### ASSIGNMENT
The lines to extract run from the first line of the material below to the line containing "Target: silver wheel hub", both included; leave the pictures behind.

### EXERCISE DATA
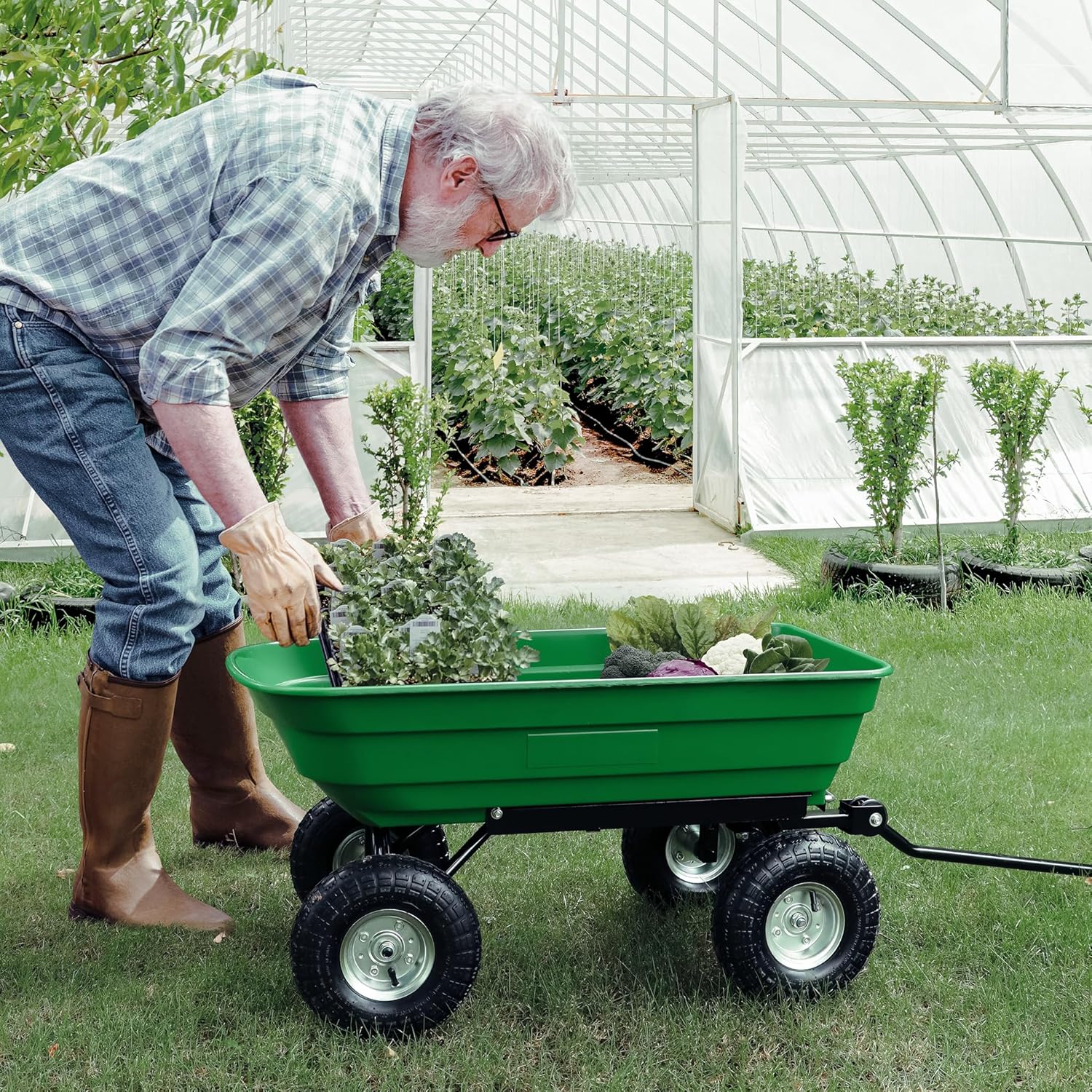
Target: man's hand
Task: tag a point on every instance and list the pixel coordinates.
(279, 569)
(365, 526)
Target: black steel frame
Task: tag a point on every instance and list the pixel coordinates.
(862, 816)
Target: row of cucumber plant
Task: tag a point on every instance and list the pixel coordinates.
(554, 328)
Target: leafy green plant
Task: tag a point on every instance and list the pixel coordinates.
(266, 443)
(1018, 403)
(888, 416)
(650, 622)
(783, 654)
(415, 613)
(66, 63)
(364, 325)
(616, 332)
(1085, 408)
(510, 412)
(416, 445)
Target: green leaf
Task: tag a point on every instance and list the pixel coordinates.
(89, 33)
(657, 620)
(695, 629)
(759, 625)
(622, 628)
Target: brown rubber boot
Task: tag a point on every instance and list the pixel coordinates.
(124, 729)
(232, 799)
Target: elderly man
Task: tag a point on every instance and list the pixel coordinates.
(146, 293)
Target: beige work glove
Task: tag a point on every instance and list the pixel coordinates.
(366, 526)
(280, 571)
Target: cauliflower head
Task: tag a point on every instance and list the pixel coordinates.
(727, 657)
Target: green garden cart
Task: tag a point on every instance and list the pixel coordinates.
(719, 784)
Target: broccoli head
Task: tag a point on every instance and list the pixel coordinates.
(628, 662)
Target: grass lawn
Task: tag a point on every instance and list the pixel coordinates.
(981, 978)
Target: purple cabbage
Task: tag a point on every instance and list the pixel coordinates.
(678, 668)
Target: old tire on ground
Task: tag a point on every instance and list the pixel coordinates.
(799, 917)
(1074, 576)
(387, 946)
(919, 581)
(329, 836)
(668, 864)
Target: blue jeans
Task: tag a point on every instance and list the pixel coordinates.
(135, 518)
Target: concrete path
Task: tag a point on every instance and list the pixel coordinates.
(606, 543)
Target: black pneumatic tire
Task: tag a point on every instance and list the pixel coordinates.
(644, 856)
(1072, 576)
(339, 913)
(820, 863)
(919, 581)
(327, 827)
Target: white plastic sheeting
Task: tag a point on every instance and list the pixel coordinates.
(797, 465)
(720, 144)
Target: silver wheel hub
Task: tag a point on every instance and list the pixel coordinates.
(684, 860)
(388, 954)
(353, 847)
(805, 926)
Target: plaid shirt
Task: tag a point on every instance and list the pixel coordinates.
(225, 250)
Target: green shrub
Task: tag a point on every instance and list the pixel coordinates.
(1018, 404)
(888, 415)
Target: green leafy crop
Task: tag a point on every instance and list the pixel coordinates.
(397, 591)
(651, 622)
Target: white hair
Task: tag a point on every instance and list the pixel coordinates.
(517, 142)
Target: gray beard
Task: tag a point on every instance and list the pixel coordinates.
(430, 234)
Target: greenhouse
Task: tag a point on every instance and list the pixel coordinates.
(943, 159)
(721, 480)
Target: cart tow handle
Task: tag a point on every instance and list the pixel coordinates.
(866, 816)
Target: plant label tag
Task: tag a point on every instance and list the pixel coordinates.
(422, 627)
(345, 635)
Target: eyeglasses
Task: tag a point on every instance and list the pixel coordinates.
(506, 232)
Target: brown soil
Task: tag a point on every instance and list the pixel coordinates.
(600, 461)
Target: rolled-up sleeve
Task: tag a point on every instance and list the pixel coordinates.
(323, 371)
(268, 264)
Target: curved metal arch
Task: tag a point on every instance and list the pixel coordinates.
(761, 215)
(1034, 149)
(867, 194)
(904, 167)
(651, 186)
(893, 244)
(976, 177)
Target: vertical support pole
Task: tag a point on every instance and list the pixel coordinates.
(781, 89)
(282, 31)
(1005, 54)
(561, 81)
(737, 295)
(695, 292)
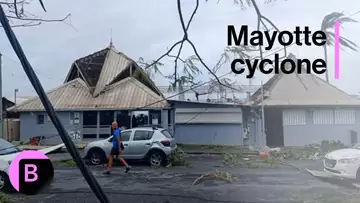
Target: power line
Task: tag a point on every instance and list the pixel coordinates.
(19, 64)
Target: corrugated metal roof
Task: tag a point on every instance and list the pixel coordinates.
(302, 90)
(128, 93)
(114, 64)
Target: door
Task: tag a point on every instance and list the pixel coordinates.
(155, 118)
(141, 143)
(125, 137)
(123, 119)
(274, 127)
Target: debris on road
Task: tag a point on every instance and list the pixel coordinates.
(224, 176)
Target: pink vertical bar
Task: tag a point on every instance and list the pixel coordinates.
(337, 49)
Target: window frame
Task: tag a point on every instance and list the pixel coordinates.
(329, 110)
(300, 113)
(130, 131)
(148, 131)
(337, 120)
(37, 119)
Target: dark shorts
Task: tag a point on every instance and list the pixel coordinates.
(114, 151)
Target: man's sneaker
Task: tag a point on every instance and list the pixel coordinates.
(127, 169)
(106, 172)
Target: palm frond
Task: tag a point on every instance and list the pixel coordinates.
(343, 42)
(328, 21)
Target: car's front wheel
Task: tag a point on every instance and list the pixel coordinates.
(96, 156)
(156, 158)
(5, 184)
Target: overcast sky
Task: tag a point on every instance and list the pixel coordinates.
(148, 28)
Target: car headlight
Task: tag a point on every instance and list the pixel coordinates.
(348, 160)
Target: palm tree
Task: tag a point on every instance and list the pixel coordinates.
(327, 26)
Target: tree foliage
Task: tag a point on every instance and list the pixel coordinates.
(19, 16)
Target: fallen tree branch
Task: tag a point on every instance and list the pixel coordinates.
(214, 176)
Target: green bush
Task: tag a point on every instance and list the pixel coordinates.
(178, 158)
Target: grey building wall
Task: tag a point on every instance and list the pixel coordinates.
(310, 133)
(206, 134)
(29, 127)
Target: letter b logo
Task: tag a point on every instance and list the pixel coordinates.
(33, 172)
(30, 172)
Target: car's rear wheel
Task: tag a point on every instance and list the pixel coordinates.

### WRITTEN RESPONSE
Target: man's hand
Task: tag a point on every instance and list the pixel coordinates.
(279, 569)
(365, 526)
Target: black steel frame
Task: tag a point on every instance and list the pixel coordinates.
(862, 816)
Target: row of cucumber plant
Task: tag a point on every instance and list the pixel coordinates.
(554, 328)
Target: leafy green plant
Task: tag a point on every instance and list the pixel coordinates.
(266, 443)
(1018, 403)
(888, 416)
(650, 622)
(783, 654)
(415, 613)
(66, 63)
(364, 325)
(616, 332)
(1085, 408)
(510, 412)
(416, 445)
Target: green leaf
Task: tag a point on every instance and list the pixel coordinates.
(89, 33)
(657, 620)
(695, 629)
(759, 625)
(622, 628)
Target: brown rubber boot
Task: tag a point on every instance and list the pixel coordinates.
(124, 729)
(232, 799)
Target: elderly man
Task: tag a point on every instance and list the pixel coordinates.
(146, 293)
Target: beige work glove
Task: tag a point on every instance and list the pixel coordinates.
(366, 526)
(280, 571)
Target: cauliflower head
Task: tag a point on every instance and list the pixel coordinates.
(727, 657)
Target: green garden cart
Task: tag a point on every instance and list the pixel coordinates.
(719, 784)
Target: broccoli head
Task: tag a point on every instance and list the pixel coordinates.
(628, 662)
Target: grass lawn
Task: tag a point on every instance and list the pixel coordinates.
(981, 978)
Target: purple cabbage
Task: tag a point on every instance and list the pixel coordinates.
(678, 668)
Target: old tire on ground
Task: tag a point on every instance and list the pixel coordinates.
(799, 917)
(1074, 576)
(387, 946)
(919, 581)
(329, 836)
(668, 864)
Target: blue jeans
Task: tag a point on every instance and list the pixel coordinates.
(135, 518)
Target: concrete path
Task: tag a point on every instance and list the pixel coordinates.
(606, 543)
Target: black pneumatic tire
Task: tag a point on every instance and list the pixel coordinates.
(644, 856)
(1072, 576)
(339, 913)
(820, 863)
(919, 581)
(327, 827)
Target: white plastic sheeting
Task: tag a point on every instance and list the pixel coordinates.
(797, 465)
(720, 144)
Target: silver wheel hub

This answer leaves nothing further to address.